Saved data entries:
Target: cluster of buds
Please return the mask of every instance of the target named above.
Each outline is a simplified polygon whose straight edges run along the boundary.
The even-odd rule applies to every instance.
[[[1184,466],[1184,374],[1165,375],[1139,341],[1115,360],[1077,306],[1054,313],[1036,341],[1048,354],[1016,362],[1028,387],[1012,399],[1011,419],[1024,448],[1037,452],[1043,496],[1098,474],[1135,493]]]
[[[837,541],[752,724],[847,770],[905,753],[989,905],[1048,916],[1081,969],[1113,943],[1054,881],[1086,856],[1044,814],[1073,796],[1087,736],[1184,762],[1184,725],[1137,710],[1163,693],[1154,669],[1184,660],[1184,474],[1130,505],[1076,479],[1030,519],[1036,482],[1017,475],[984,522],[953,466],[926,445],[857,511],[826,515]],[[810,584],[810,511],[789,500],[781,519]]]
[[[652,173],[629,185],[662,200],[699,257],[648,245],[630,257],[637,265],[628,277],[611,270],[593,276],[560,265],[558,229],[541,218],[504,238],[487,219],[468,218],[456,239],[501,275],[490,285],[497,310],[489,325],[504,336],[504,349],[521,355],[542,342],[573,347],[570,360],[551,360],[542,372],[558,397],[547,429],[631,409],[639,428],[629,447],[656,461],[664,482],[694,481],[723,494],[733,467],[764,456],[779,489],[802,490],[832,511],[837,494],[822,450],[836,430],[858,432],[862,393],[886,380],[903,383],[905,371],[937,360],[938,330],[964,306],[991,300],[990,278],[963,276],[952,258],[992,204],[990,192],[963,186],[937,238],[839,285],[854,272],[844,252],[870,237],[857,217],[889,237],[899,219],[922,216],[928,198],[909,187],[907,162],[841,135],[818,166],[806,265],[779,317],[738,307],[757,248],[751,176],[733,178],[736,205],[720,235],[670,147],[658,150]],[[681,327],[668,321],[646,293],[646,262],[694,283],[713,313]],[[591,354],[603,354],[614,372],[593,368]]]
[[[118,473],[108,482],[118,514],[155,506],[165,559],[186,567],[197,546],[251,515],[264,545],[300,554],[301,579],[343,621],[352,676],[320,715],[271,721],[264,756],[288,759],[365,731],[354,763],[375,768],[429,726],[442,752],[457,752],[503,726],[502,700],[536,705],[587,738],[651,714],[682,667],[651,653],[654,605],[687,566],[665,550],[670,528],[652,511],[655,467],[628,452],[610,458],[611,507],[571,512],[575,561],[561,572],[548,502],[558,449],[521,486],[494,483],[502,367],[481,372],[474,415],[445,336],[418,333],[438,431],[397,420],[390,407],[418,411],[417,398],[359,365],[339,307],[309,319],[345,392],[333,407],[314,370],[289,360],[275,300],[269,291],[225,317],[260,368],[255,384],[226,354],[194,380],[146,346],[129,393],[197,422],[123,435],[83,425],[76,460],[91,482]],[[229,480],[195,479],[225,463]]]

Task to carry out: Transcribe the material above word for word, from its first line through the line that contains "The even-odd rule applies to every instance.", including both of those lines.

Correct output:
Target: cluster of buds
Please return the mask of every instance of the target named above.
Each outline is a simplified polygon whose straight edges run along the boundary.
The even-odd rule applies to every instance.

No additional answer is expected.